**ФРАГМЕНТ ТЕКСТА:**

◆ ◆ ◆

Из воспоминаний А. Антонова, студента МАДИ, а позднее профессора кафедры экономики, организации и планирования производства: «…С. П. Артемьев был именно таким, как на фотографии, — молодым, энергичным. Мне по общественным делам довольно часто приходилось с ним встречаться и беседовать. Помню, как он просто и по-деловому с нами разговаривал, давал советы истинно по-комсомольски, с каким-то живым огоньком. И я часто себя спрашивал: откуда он так хорошо и чётко знает требования и заботы комсомольцев? Но ответить тогда не мог. А вот теперь я стал понимать: ведь он был очень молодым, к тому же из активных комсомольцев.
Вместе с небывалым подъёмом народного хозяйства нашей страны развивается и крепнет молодой институт. С. П. Артемьеву так удалось организовать работу всех структур института (в том числе комсомольской, профсоюзной, партийной организаций и местной печати), чтобы добиваться всё возрастающего качества выпускаемых институтом специалистов и решать ещё более значительные задачи, стоящие перед институтом»{26}.
Директор Артемьев вспоминал: «Волна массовых репрессий, охватившая страну в 1937–1938 годах, не обошла и Московский автомобильно-дорожный институт. Были арестованы заведующий кафедрой марксизма-ленинизма А. Г. Воробьёв и секретарь парторганизации МАДИ П. Н. Вонсович. Сняты с работы и исключены из партии директор МАДИ В. П. Князев и его заместитель по административно-хозяйственной работе С. Я. Якимов. Назначенный на пост директора института вместо Князева В. Ф. Остапенко вскоре также был снят с работы и исключён из партии. В течение нескольких месяцев руководство института возглавлял беспартийный профессор П. Н. Шестаков, научный работник высокой квалификации в области проектирования автомобильных дорог, но мягкий по характеру и недостаточно требовательный человек. Это сказалось на состоянии учебного процесса в институте: падение дисциплины среди некоторой части студенческого коллектива и преподавателей с вытекающими отсюда негативными последствиями. «Склочная обстановка в институте», — так мне сказали руководители Гушосдора.

◆ ◆ ◆

**ЗАДАЧА:**
Процитируйте без изменений часть приведенных выше воспоминаний о МАДИ, которая начинается словами «Из воспоминаний А.» и заканчивается словами «из активных комсомольцев.».

◆ ◆ ◆

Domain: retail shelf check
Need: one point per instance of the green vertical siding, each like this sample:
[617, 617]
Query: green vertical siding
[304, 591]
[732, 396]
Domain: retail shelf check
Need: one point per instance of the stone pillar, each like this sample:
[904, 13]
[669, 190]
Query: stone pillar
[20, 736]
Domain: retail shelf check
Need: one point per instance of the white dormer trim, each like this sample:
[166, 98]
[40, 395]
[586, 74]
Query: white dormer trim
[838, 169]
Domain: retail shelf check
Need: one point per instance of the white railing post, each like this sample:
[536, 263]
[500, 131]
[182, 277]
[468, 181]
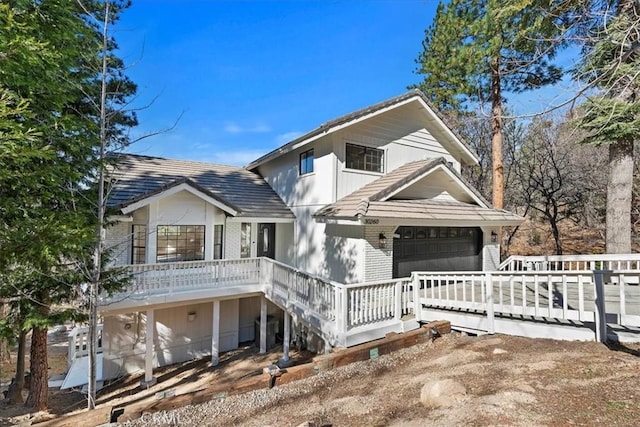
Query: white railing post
[71, 350]
[600, 308]
[417, 305]
[342, 308]
[398, 300]
[491, 321]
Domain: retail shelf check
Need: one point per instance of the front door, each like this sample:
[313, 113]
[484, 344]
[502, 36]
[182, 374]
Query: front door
[267, 240]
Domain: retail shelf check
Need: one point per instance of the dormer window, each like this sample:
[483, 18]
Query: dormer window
[364, 158]
[306, 162]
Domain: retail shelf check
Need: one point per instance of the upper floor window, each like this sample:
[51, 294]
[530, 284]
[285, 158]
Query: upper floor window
[364, 158]
[180, 243]
[245, 240]
[139, 244]
[306, 162]
[218, 241]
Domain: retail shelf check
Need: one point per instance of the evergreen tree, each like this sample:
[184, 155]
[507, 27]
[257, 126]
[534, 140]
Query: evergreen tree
[51, 73]
[476, 50]
[611, 114]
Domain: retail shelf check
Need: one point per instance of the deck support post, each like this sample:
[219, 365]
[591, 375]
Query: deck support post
[491, 320]
[417, 305]
[599, 277]
[285, 339]
[149, 380]
[263, 324]
[215, 333]
[398, 300]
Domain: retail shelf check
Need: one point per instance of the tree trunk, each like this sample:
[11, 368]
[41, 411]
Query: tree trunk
[496, 140]
[39, 384]
[14, 393]
[556, 235]
[619, 196]
[5, 353]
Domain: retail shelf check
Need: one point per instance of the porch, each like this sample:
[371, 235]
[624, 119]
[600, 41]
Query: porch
[552, 297]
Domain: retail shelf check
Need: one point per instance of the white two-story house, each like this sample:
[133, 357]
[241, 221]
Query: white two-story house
[316, 240]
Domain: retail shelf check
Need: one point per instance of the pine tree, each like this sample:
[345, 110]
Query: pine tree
[476, 50]
[51, 69]
[611, 115]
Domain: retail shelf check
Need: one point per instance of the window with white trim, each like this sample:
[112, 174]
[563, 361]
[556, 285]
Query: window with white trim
[217, 241]
[180, 243]
[306, 162]
[364, 158]
[245, 240]
[139, 244]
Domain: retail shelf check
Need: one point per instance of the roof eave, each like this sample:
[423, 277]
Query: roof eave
[366, 113]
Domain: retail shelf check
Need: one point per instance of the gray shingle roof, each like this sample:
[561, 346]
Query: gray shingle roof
[371, 200]
[138, 177]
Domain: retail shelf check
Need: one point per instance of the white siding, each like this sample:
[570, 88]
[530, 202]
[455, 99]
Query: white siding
[232, 240]
[177, 339]
[118, 241]
[490, 250]
[405, 135]
[378, 262]
[182, 208]
[285, 243]
[314, 189]
[342, 251]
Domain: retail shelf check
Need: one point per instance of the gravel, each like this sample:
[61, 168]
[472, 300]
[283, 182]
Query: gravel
[237, 409]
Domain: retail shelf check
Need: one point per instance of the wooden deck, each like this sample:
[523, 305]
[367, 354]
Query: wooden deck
[532, 296]
[561, 303]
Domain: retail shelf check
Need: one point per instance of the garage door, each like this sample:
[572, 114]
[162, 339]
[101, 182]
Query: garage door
[436, 249]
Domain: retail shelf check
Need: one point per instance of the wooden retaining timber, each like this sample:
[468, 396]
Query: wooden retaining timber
[339, 357]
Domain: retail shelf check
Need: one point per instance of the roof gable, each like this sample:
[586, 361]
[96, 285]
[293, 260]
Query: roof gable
[231, 188]
[183, 184]
[416, 97]
[396, 195]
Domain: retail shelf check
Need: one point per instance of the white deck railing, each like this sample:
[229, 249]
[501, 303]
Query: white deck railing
[337, 307]
[572, 262]
[542, 287]
[586, 296]
[149, 279]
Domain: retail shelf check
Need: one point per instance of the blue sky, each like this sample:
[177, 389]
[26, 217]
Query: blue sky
[248, 76]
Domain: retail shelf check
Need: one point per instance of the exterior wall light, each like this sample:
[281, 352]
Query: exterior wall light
[382, 241]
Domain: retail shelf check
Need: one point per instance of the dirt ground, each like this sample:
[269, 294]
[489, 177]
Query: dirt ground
[505, 381]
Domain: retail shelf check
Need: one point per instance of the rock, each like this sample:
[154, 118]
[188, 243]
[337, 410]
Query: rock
[441, 393]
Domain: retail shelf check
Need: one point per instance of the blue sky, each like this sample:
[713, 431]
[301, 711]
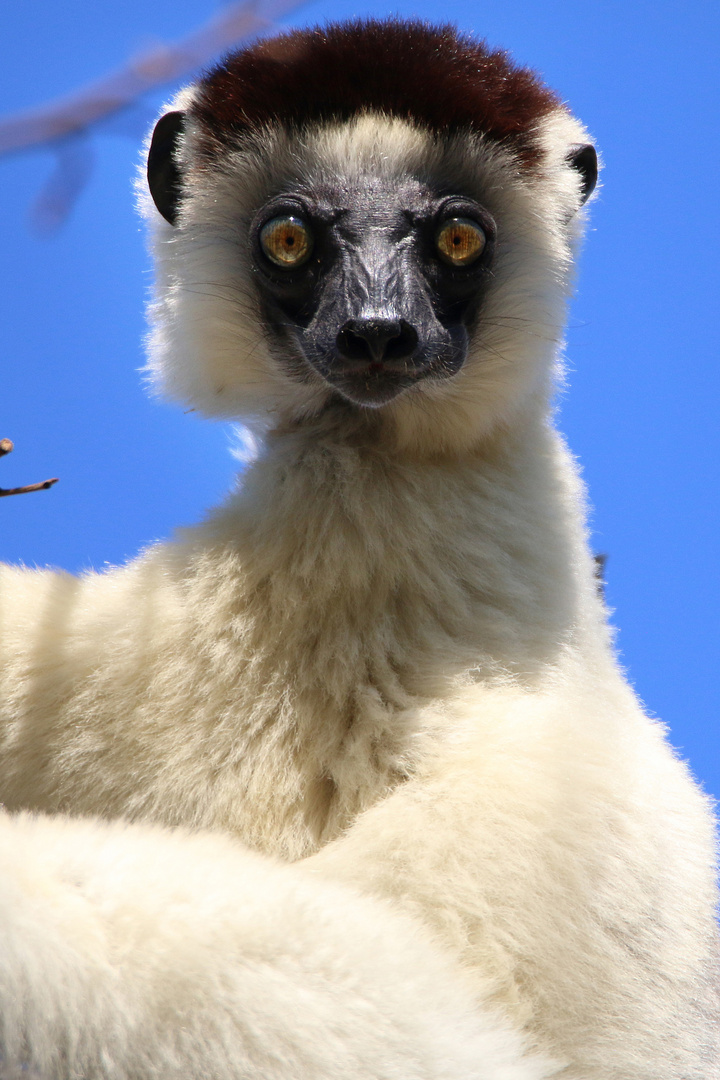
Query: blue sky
[641, 406]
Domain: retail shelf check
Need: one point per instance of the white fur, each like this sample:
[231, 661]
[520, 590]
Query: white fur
[131, 952]
[385, 653]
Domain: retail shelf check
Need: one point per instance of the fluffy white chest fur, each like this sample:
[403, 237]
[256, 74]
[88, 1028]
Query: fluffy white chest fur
[384, 660]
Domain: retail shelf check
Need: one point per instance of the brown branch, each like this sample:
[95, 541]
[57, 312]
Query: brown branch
[165, 64]
[7, 447]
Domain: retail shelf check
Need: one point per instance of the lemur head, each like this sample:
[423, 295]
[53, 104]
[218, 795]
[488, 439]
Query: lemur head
[377, 217]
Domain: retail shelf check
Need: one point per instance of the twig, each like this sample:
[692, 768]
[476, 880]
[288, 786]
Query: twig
[165, 64]
[7, 447]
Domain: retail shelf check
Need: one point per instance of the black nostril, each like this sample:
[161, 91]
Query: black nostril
[377, 339]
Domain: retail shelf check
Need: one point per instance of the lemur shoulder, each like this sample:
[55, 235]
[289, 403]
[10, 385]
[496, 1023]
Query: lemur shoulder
[384, 658]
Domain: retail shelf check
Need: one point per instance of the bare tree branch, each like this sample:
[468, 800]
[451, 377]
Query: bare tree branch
[7, 447]
[73, 113]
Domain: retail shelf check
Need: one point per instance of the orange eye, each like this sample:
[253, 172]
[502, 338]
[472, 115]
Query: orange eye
[460, 242]
[286, 241]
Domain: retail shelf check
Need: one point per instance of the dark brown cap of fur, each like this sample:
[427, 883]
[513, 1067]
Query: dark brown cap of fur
[432, 76]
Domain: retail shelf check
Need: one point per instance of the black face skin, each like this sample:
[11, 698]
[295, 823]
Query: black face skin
[375, 308]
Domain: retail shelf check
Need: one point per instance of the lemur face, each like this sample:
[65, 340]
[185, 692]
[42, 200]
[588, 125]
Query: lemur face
[372, 283]
[353, 253]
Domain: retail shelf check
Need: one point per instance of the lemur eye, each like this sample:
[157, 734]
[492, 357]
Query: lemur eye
[286, 241]
[460, 241]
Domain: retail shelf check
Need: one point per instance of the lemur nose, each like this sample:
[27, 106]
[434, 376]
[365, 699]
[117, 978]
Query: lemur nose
[377, 339]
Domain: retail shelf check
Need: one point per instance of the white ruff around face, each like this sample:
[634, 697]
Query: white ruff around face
[207, 348]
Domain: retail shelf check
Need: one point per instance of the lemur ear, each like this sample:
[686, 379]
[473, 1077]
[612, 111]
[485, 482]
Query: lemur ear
[584, 159]
[164, 178]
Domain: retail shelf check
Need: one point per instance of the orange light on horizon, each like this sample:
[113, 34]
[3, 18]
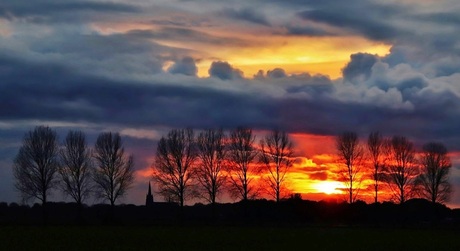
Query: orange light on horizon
[329, 187]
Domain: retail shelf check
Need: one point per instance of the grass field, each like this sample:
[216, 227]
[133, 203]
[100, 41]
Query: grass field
[224, 238]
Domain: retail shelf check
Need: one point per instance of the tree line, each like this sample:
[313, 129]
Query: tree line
[393, 161]
[43, 165]
[203, 165]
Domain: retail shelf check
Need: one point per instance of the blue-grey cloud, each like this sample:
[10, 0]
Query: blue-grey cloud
[58, 11]
[224, 71]
[184, 66]
[360, 65]
[246, 14]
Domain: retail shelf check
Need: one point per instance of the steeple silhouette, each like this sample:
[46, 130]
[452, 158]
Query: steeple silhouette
[149, 197]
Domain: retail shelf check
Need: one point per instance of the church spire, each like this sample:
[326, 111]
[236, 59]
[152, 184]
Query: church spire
[149, 197]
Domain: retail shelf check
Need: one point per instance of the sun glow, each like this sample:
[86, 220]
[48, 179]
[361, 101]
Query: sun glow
[328, 187]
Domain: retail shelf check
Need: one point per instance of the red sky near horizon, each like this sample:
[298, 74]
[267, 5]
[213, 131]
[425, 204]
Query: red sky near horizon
[315, 173]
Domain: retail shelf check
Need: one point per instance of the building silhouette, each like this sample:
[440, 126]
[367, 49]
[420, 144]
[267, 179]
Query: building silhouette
[149, 197]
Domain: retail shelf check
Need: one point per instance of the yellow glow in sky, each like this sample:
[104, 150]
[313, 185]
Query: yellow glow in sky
[295, 55]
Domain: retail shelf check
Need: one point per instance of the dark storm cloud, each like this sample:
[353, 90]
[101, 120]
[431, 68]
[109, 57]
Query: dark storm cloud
[55, 10]
[306, 31]
[184, 66]
[355, 20]
[224, 71]
[187, 34]
[245, 14]
[360, 65]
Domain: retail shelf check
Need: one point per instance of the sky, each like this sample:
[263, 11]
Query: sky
[311, 68]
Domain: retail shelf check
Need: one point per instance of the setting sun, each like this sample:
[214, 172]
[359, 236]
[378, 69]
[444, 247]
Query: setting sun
[328, 187]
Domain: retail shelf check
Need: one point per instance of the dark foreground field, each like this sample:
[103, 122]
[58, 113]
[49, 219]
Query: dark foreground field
[224, 238]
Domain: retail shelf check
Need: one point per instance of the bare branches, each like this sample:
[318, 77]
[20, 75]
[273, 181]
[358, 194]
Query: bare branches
[36, 165]
[241, 156]
[76, 167]
[212, 153]
[351, 154]
[276, 155]
[433, 181]
[377, 147]
[114, 172]
[173, 165]
[402, 169]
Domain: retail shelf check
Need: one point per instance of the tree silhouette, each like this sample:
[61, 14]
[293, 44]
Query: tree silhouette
[36, 164]
[114, 172]
[241, 156]
[276, 155]
[174, 160]
[76, 166]
[377, 147]
[433, 181]
[402, 169]
[350, 153]
[212, 153]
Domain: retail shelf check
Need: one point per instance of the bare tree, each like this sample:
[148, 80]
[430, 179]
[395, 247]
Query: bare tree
[276, 153]
[114, 173]
[76, 166]
[433, 181]
[241, 156]
[212, 153]
[173, 167]
[378, 149]
[36, 164]
[350, 153]
[402, 168]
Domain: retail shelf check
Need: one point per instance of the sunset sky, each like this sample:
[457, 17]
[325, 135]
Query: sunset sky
[311, 68]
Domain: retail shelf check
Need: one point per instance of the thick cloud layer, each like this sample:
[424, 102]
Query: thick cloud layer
[97, 65]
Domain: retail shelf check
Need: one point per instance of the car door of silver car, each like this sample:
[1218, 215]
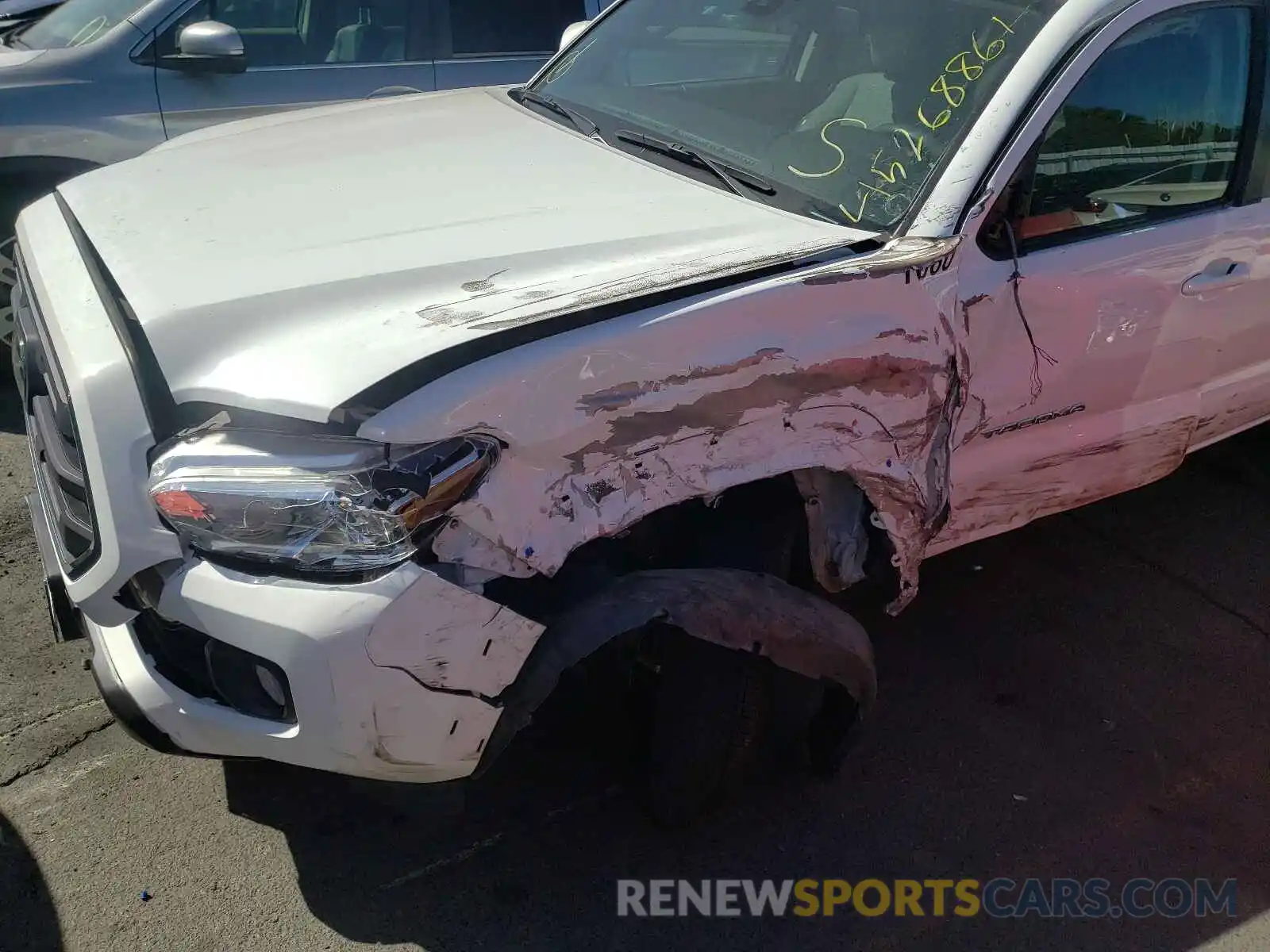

◆ ◆ ◆

**ГОТОВОЕ РЕШЕНИЕ:**
Из воспоминаний А. Антонова, студента МАДИ, а позднее профессора кафедры экономики, организации и планирования производства: «…С. П. Артемьев был именно таким, как на фотографии, — молодым, энергичным. Мне по общественным делам довольно часто приходилось с ним встречаться и беседовать. Помню, как он просто и по-деловому с нами разговаривал, давал советы истинно по-комсомольски, с каким-то живым огоньком. И я часто себя спрашивал: откуда он так хорошо и чётко знает требования и заботы комсомольцев? Но ответить тогда не мог. А вот теперь я стал понимать: ведь он был очень молодым, к тому же из активных комсомольцев.